--- THE TASK ---
Transcribe the portion of the comments on manipulation and stagnation between "I remember that" and "of childhood abuse.", inclusive.

--- SUPPLIED PASSAGE ---
◆ ◆ ◆ ◆ ◆ ◆ ◆

Manipulation and Stagnation

Comments

  1. MA32 says

    Having some kind of emotional bond is quite unusual in psychopaths I think. But no, it doesn’t alter your score. However having experienced empathy may alter the score. I’m not sure.

    • Andrew says

      I remember that M.E. Thomas talked of emotional bonds in her book and so did James Fallon. At least he hitchhiked through a blizzard to get to his now wife when they were still in college. I think though he said that this wore off to a great degree as he got older. You have said that you would like to be able to experience the interconnectedness of which neurotypicals are capable. Yet it seems stressful for you. I still think you should read Alexander Lowen’s book “Narcissism: Denial of the True Self” to get a better understanding of how much your psychopathy is genetic and how much it is a result of childhood abuse.

◆ ◆ ◆ ◆ ◆ ◆ ◆

[Stored data entries]
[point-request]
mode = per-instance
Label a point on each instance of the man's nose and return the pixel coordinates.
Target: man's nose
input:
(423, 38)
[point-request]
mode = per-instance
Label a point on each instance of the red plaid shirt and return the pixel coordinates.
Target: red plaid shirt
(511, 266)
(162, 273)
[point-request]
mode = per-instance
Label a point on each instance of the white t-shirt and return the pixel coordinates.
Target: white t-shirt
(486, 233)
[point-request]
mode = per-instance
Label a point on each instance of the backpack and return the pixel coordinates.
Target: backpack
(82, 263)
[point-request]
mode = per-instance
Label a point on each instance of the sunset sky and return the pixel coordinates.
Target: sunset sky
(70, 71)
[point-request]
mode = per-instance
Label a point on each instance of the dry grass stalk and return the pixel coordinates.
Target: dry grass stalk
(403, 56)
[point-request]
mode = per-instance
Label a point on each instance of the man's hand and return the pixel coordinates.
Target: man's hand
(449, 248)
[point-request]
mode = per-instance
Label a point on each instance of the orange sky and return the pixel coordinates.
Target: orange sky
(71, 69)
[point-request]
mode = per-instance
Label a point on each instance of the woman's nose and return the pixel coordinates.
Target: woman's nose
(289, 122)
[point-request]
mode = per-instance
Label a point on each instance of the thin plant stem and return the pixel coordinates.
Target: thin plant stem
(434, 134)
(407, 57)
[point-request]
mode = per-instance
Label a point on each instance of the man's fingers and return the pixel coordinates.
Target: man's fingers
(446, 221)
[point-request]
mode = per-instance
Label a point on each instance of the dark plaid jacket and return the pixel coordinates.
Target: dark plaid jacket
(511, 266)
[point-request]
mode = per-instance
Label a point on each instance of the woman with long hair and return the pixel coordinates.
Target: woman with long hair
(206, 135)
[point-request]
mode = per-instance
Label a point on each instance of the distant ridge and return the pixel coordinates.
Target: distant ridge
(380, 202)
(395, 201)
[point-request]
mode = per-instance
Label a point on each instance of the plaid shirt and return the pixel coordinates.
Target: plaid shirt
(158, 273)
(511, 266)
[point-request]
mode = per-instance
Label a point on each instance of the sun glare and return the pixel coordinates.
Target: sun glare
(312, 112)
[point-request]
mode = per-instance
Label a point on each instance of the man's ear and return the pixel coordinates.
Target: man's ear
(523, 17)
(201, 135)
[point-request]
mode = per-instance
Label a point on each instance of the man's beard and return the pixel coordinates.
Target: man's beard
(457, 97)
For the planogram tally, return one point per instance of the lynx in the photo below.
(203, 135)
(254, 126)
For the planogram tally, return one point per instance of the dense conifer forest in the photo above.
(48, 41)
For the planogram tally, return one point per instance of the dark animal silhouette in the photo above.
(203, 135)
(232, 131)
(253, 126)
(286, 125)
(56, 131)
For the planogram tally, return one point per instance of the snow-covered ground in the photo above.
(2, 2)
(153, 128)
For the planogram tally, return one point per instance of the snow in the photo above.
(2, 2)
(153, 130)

◆ ◆ ◆ ◆ ◆ ◆ ◆

--- TASK OUTPUT ---
I remember that M.E. Thomas talked of emotional bonds in her book and so did James Fallon. At least he hitchhiked through a blizzard to get to his now wife when they were still in college. I think though he said that this wore off to a great degree as he got older. You have said that you would like to be able to experience the interconnectedness of which neurotypicals are capable. Yet it seems stressful for you. I still think you should read Alexander Lowen’s book “Narcissism: Denial of the True Self” to get a better understanding of how much your psychopathy is genetic and how much it is a result of childhood abuse.